All three theories present evidence for their findings, but this evidence consists of preselected material

- obviously selected according to the principle to present what fits best to the own theory. In order to improve our view, it is useful to look at the complete data instead. That is why as early as the 1970s, the University of Regensburg launched a computer aided project aiming at providing the linguistic data needed for an overview. The project was founded by Ernst Heitsch and Xaver Strasser, and its conception and aims are precisely described in Strasser's dissertation thesis (1984).

Oral texts (as we know from Parry, etc.) are constructed not from single words (Lemmata), but from repeated word connections, which the oralists call ‘formulae', but a neutral observer would better call ‘it-erata' (= lat. ‘repetitions'). It has been known that repetitions are a key component of testing Homer theories since the 19th century, but at that time there was no reliable way to collect all of the required data. The Regensburg Project created the first complete directory of Epic repetitions (iterata), based on a lemma-tized concordance of all Epic word forms. In the “Regensburger Iteratenverzeichnis” (RIV), which is still unpublished, ‘iterata' are defined as semantic and syntactic meaningful phrases that occur at least twice in the corpus. It is e.g. possible a) to find passages that are interlinked by the usage of the same iterata throughout the corpus, and b) to have meaningful information about the usage (e.g. frequency, compactness) of words and phrases.

Therefore, the RIV offers the possibility of collecting and presenting all iterates of a certain type, i.e. of specific frequencies or distributions over the epic texts.

The new possibilities have been used for collecting and researching a complete group of iterata: the so-called ‘Singulaere Iterata der Ilias', i.e. those repetitions which remain unparalleled in the Iliad. The results have been published in four dissertations (Ramersdorfer, 1981; Csajkas, 2002; BloEner, 1991; Roth, 1989). This group of repetitions is of special interest, because the Iliad is the largest and (according to common opinion) oldest of our epic texts. Therefore, an Oral Theory would expect that it is very small, because why should ‘old formulae' be so rare in our oldest and largest text? However, this group contains 3,739 Iterata (out of 18,961 Iterata in sum), and in addition, linguistic and semantic research gives evidence in many cases that Oral Theory assumptions do not really explain the facts. It looks as if the claims of the Oral Theory are fundamentally based on (wrong) generalizations of some (correct) results. But also the Neoanalyst position is weakened by demonstrations that, in some hundred cases at least, passages of the Iliad presuppose the knowledge of ‘younger' texts. These results do not only diminish the weight of widely spread theories, but offer concrete data on which new, and more reliable, theories can be built (cf. BloEner, 2006).

Recorded data ->
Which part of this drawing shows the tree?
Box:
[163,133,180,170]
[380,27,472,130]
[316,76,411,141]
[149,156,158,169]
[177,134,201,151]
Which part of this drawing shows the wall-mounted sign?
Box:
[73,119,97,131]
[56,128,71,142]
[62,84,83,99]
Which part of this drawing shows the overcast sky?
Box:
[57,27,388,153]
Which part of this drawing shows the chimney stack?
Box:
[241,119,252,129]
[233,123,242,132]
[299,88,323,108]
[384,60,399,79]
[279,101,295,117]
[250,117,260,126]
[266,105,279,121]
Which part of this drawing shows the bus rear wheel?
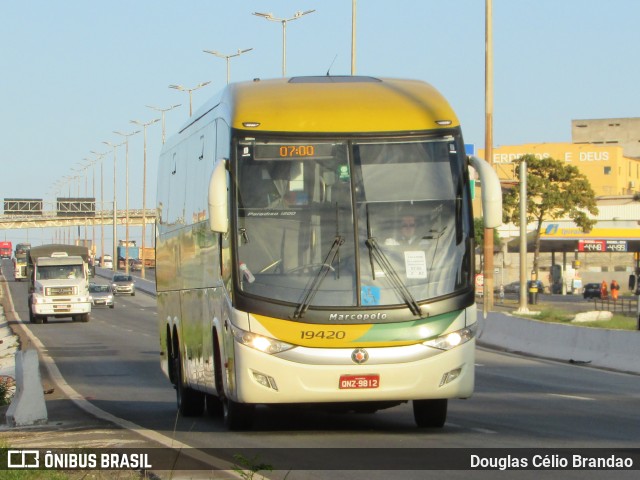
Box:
[413,398,448,428]
[175,355,204,417]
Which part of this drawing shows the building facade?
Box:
[478,143,640,197]
[571,118,640,158]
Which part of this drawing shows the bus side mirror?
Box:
[469,156,502,228]
[208,159,229,233]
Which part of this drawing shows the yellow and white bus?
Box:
[156,76,501,429]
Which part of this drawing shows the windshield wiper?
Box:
[365,237,422,317]
[365,204,422,317]
[293,235,344,318]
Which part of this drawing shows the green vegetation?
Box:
[0,376,16,407]
[514,305,638,330]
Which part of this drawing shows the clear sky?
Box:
[0,0,640,251]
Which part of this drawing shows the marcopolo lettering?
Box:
[329,312,387,322]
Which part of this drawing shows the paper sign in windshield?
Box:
[404,250,427,279]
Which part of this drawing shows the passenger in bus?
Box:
[384,214,425,246]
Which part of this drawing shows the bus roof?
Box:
[185,76,459,133]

Problem -> In the text on the Regensburg Project, how many iterata make up the group of repetitions that remain unparalleled in the Iliad?

Result of the exercise -> The group contains 3,739 iterata, out of 18,961 in total.